(SOURCE DOCUMENT)

Parents Beware Of “digital Drugs”

In what some might call a sensationalist article, USA Today reporter [Kim Komando] warns parents of a new danger to their kids: digital drugs. Throughout the article, [Kim] tries to explain how binaural beats (idosers) can effect the brain in many different ways, claiming that some even emulate the effects of illegal drugs. Furthermore, she claims that the “digital drugs” can act as a gateway to trying real drugs. While it seems unapparent to [Kim] that I-Doser has been around for years, it’s not surprising that this article is only being published now. While I understand her argument, parts of it just seem illogical. If anything, wouldn’t binaural sounds provide kids an alternative to illegal drugs? If these sounds really provide the same effects as drugs, wouldn’t they act as a safer option to kids? While this story seems to be one of many sensational stories warning parents to protect their kids, it seems as though parents should really be warned about these sensational stories that are concocted solely to sell newspapers.

[via Woot]

[photo: BrittneyBush]

46 thoughts on “Parents Beware Of “digital Drugs”

  1. This program is based on sbagen [url]] a free software developped by Jim Peters.

(End SOURCE DOCUMENT)
(DATA TO EXAMINE)

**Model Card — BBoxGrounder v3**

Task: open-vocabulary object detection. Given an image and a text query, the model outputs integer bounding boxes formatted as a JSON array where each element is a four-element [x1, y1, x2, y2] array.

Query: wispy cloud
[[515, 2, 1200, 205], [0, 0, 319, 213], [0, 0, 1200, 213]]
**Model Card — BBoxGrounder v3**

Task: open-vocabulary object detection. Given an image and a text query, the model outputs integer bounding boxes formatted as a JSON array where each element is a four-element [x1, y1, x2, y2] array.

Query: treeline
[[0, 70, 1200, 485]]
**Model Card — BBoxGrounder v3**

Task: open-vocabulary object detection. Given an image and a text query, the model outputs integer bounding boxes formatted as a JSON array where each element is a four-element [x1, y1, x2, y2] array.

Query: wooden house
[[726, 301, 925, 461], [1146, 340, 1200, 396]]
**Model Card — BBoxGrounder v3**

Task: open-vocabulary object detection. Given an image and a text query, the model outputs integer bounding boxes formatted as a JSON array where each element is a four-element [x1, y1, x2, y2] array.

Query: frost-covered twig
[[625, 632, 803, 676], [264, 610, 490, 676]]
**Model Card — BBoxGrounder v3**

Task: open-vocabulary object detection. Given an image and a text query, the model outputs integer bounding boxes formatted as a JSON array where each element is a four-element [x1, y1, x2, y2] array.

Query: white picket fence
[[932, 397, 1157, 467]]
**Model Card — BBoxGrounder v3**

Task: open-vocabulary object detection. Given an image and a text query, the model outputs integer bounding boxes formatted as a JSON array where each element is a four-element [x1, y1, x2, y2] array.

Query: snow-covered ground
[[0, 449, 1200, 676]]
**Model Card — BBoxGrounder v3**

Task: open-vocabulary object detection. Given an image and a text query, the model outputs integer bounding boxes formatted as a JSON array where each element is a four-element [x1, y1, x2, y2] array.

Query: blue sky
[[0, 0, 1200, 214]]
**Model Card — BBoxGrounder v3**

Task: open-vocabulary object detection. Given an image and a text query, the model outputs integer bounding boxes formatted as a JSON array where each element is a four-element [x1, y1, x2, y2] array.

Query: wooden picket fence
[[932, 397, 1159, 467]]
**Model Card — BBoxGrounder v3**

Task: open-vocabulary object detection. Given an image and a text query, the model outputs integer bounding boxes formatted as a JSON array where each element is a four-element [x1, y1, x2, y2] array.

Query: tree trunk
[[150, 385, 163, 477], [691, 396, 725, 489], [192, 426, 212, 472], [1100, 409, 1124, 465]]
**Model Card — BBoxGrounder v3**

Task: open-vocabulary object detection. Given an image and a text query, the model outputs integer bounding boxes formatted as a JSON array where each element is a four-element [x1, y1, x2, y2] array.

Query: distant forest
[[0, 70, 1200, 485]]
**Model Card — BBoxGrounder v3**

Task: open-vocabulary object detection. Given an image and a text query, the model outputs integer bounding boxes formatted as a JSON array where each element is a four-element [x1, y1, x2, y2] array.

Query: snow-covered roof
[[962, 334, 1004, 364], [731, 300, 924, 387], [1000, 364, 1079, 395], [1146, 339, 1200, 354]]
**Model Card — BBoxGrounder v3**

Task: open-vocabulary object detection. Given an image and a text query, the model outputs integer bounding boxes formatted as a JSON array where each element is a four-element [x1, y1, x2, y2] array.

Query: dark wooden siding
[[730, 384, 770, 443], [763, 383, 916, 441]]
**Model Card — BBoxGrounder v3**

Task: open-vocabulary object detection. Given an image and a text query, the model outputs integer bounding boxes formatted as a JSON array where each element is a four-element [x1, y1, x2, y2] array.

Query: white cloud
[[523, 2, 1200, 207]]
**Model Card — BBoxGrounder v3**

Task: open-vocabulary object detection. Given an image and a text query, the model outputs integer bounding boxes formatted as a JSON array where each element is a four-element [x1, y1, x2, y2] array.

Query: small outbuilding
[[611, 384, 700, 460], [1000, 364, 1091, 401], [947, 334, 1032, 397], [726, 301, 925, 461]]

(End DATA TO EXAMINE)

EXERCISE SET -
1. Please say whether each statement below agrees with the post about "digital drugs." Answer yes or no for each, and quote the words from the post that decide it.
(a) The USA Today article claims digital drugs can lead kids to real drugs.
(b) The writer finds it surprising that the article is only being published now.
(c) The writer suggests binaural sounds might be a safer option for kids.
2. Pick up the post about "digital drugs" after its last line and continue it.

EXERCISE ANSWERS -
1.
(a) Yes: "she claims that the “digital drugs” can act as a gateway to trying real drugs"
(b) No: "it’s not surprising that this article is only being published now"
(c) Yes: "wouldn’t they act as a safer option to kids?"

2.
    Idoser “drugs” are only fu**ing simple tone beats mostly the same or with some minor variations. I can say that because there was a way to read the sbagen files created as temp files by idoser, I don’t know if this “feature” exists anymore and I’m not really interested by this anyway.

    This is mostly a marketing product trying to use old “frequencies” tables coming from nowhere that exists in the binauralist’s world and that come with no proofs and no any explanation… [url]].

    So parents don’t be affraid this won’t hurt your kids at all (maybe if they are epileptic but pokemon can be harder in this case)…

    Maybe is this kind thing: [url]] a lot more dangerous for your kids.

  2. @ bjonnh

    I agree 100%. Many times these sensationalist articles are simply meant to promote the products.

    If they were a danger, how many kids that have never even heard of it before, do now and will be trying it now?

    Exactly. Sometimes “bad press” is a useful tool. The advertisers have us, the drones, all figured out.

  3. Meh, it’s just the same old hollow debate of what influences youth to do drugs, this time spun in an even more ridiculous way. But now I don’t see how lyricless sounds are going to influence someone. Usually the “yes” argument tends more towards lyrics influencing youth to try drugs, from Jimmy Hendrix to 50 Cents. If a kid downloads these ‘beats’ for the goal of having trip, he had drugs on his mind before falling for some Internet cash-crab.
    But then the other side goes “Ah but how do you know he wouldn’t have done drugs if he didn’t try the ‘digital drug'”. Hollow debate.
    1. Download The Piper At The Gate of Dawn, 2. Go to bed, 3. Play it, 4. Crazy-ass half asleep dreams, 5. Check for subconscious urge to try LSD the next morning.

  4. hehe… this is interesting. Even better, the required circuitry can be as simple as two transistors (a pair of phase shift sinewave oscillators), frequency counter to fine tune them, and a quad bilateral switch as oscillator and headphone switch. Voila, electronic ‘shrooms :)

    (memo to self:- build a dozen or so for Vale Earth Fair)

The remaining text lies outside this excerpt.